SOURCE TEXT:
----------------

With many buildings run by the New York City Housing Authority badly hit — not just in Coney Island but in other low-lying areas like Red Hook and Gowanus that the city determined to be the easiest places to site low-income housing in the 1950s and ’60s — one would expect NYCHA to be taking the lead. But aside from a small crew rushing to install temporary boilers, the agency’s 13,000 workers are little in evidence here. (NYCHA did not reply to questions by press time.)
“They’re working hard, they’re doing the best they can, I guess,” says St. Bernard of the NYCHA response. He’s glad to see the boilers, as building residents have been struggling with the cold. “It’s been a madhouse. They’ve been coming needing blankets, because the last couple of days it’s been real cold.” As for FEMA, he says, “FEMA hasn’t come all the way down here. They’re stationed up at Our Lady of Solace Church. So to use FEMA, the tenants have to go over there.”
Other signs of action by government and major aid groups are similarly muted. Across the street at the still-darkened Surfside Gardens towers, a Red Cross van disgorges a dozen volunteers, who carry premade plastic bags of Red Cross-branded towels, flashlights, and other supplies up to residents. (“We’re from Citigroup,” one explains.) Back at the stadium, a handful of Red Cross volunteers recently arrived from places like St. Louis and Seattle perform blood pressure and diabetes tests and give out lists of pharmacies in other neighborhoods that can fill prescriptions. Nearby, a half-dozen men with jackets bearing the insignia of the city Office of Emergency Management unload trays of hot meals from a flatbed truck to a City Harvest food tent; asked his position with the agency, one replies, “I’m a superintendent for an electric company,” here with OEM’s Community Emergency Response Team, an all-volunteer force set up to support established groups.

----------------

TASK DIRECTIONS:
Output the passage from the NYCHA text between "With many buildings" and "by press time.)", inclusive, word for word. The entries that follow come from a different source than the text.

----------------

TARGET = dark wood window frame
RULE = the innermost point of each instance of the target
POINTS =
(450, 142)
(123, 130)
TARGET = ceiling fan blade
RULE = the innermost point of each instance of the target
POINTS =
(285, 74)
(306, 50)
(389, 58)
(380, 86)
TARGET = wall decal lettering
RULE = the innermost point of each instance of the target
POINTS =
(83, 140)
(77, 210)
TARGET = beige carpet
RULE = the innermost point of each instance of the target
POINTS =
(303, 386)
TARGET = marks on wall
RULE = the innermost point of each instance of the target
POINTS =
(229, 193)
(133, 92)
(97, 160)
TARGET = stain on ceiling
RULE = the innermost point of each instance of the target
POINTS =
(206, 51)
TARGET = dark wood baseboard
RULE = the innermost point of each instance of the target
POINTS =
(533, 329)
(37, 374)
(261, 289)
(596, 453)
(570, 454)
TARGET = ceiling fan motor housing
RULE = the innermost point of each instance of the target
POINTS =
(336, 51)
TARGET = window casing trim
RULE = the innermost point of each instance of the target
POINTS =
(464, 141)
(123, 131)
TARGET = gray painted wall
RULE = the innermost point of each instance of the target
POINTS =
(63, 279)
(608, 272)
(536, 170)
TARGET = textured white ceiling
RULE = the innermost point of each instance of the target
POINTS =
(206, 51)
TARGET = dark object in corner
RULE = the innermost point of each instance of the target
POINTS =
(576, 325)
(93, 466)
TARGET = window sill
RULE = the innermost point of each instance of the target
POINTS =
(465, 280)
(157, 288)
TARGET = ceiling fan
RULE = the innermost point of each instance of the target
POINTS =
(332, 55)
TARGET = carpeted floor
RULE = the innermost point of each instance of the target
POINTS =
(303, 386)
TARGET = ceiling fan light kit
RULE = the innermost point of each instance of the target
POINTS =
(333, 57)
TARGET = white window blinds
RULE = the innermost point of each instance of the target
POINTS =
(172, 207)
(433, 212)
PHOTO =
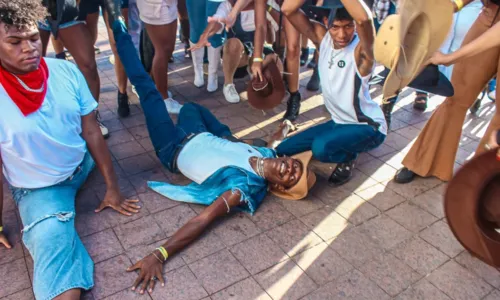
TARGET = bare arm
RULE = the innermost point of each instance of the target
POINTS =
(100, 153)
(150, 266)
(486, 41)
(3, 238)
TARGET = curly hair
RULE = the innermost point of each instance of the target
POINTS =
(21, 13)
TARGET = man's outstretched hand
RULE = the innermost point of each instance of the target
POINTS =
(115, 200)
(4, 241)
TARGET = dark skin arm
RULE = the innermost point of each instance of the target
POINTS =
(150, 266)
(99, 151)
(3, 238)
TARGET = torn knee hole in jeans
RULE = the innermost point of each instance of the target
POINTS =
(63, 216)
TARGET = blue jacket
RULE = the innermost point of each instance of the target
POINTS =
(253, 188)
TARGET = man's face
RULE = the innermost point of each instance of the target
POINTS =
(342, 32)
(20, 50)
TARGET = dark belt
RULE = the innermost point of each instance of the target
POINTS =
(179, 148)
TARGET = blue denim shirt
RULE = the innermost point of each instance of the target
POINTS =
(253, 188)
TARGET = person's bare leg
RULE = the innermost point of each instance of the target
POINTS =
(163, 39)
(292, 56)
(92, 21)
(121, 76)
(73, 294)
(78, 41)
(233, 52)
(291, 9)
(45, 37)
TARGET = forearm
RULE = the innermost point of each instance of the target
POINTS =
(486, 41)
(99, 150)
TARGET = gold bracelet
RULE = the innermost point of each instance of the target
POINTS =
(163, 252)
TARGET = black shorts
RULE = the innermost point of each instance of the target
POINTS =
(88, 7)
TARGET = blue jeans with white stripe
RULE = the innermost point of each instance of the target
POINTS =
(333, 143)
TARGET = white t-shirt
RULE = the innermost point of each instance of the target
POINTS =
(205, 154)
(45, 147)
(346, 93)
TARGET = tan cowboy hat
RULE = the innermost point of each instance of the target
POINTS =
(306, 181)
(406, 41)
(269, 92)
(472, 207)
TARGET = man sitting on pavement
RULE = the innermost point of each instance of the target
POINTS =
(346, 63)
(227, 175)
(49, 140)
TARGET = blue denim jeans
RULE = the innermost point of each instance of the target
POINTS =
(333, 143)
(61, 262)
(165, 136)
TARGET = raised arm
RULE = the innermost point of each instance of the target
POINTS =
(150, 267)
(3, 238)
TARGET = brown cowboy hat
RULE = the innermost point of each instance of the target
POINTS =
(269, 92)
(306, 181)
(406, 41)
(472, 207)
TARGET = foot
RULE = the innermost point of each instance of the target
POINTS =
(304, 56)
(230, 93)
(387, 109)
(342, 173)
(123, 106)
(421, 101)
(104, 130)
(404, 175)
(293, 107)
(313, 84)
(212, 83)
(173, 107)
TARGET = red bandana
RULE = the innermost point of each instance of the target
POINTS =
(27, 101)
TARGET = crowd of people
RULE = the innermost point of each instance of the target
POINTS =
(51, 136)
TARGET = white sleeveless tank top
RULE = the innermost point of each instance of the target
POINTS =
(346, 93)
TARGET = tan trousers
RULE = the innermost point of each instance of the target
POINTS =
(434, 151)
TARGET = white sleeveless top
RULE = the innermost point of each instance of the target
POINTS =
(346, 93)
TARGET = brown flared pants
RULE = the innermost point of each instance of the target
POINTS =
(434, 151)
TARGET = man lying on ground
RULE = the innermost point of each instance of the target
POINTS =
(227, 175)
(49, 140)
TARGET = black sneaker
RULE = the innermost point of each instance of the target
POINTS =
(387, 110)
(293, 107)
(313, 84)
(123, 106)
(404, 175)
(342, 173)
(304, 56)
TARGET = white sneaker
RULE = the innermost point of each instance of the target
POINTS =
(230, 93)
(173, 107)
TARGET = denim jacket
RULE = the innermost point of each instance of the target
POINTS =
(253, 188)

----------------

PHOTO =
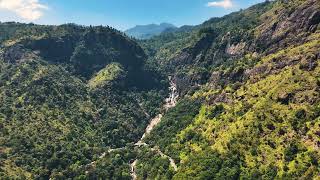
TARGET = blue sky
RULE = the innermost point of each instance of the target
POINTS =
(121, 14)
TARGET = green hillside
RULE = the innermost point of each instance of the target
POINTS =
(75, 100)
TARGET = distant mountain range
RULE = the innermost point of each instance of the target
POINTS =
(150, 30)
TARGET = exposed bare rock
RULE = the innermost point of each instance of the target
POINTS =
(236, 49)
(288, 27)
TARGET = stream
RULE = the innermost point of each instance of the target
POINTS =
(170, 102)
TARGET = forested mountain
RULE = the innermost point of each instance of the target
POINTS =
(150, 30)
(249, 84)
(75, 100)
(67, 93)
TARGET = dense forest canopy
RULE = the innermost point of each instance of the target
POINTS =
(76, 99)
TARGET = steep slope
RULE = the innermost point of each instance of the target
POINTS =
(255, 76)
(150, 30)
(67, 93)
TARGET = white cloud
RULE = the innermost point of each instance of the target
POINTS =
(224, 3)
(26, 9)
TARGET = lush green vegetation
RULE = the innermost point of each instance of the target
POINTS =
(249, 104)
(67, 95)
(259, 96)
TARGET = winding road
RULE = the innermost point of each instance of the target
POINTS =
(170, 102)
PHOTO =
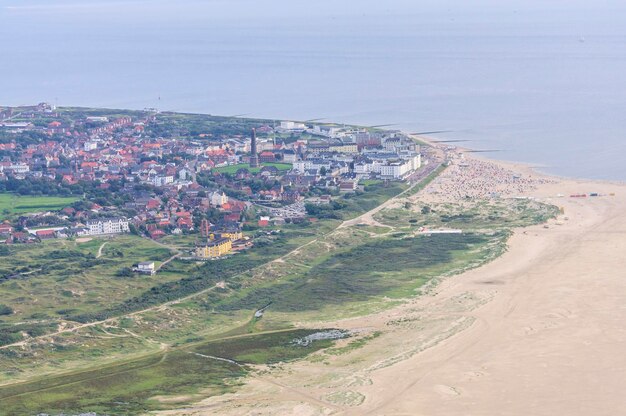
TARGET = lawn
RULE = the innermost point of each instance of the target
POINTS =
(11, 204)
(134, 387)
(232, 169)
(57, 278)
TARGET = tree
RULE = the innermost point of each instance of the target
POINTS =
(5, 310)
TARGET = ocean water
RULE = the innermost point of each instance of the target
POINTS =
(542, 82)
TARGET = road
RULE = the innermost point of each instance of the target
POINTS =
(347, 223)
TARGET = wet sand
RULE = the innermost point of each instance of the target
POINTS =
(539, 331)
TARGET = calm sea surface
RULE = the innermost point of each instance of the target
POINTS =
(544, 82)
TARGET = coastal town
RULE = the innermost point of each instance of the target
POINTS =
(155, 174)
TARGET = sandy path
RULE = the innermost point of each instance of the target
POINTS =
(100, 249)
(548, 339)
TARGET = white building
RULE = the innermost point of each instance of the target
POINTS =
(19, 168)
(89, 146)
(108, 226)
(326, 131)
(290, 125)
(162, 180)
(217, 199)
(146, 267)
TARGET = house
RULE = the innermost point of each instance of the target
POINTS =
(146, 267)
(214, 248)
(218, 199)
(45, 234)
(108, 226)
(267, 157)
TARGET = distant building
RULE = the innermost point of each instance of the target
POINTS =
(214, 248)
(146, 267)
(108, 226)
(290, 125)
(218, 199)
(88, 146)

----------------

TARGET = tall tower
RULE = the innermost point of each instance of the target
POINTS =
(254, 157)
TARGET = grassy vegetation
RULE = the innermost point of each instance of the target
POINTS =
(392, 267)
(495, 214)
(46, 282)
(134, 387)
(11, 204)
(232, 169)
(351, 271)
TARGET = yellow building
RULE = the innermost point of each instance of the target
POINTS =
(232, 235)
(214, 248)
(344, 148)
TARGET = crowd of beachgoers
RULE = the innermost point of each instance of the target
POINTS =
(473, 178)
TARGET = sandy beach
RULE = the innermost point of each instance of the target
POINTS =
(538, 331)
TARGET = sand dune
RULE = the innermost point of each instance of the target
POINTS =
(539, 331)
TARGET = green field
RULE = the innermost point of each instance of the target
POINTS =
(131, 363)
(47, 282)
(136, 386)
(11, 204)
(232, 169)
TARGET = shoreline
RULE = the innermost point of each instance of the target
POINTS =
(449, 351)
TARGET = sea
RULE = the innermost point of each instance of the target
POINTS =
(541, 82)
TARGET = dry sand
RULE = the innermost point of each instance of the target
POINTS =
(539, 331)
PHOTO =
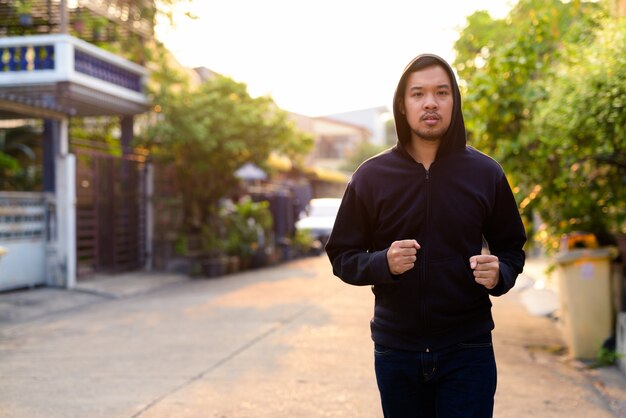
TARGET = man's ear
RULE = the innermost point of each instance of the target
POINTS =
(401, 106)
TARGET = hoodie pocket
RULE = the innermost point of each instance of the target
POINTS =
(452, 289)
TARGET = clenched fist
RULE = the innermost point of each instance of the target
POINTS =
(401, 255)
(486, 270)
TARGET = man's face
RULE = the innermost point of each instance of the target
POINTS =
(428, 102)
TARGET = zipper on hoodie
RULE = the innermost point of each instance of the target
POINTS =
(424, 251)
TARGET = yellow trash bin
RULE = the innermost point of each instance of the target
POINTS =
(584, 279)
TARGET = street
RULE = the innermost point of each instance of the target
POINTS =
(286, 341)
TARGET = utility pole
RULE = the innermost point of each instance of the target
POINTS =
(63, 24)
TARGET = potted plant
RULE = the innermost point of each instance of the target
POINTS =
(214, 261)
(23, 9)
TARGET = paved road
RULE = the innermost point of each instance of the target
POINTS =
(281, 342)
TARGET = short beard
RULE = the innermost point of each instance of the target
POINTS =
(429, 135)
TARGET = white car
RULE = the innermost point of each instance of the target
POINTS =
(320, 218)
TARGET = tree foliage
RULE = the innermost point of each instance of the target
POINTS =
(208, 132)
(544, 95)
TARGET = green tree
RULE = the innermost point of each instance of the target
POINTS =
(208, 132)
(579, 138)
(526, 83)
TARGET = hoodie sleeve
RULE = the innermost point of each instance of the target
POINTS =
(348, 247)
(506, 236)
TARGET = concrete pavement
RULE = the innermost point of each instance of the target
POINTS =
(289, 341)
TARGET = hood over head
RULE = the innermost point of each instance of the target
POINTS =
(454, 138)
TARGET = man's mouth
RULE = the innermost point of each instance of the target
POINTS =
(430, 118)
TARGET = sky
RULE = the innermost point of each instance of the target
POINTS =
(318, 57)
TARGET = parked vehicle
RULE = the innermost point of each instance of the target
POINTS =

----------------

OUTPUT FOR THIS EXERCISE:
With many buildings run by the New York City Housing Authority badly hit — not just in Coney Island but in other low-lying areas like Red Hook and Gowanus that the city determined to be the easiest places to site low-income housing in the 1950s and ’60s — one would expect NYCHA to be taking the lead. But aside from a small crew rushing to install temporary boilers, the agency’s 13,000 workers are little in evidence here. (NYCHA did not reply to questions by press time.)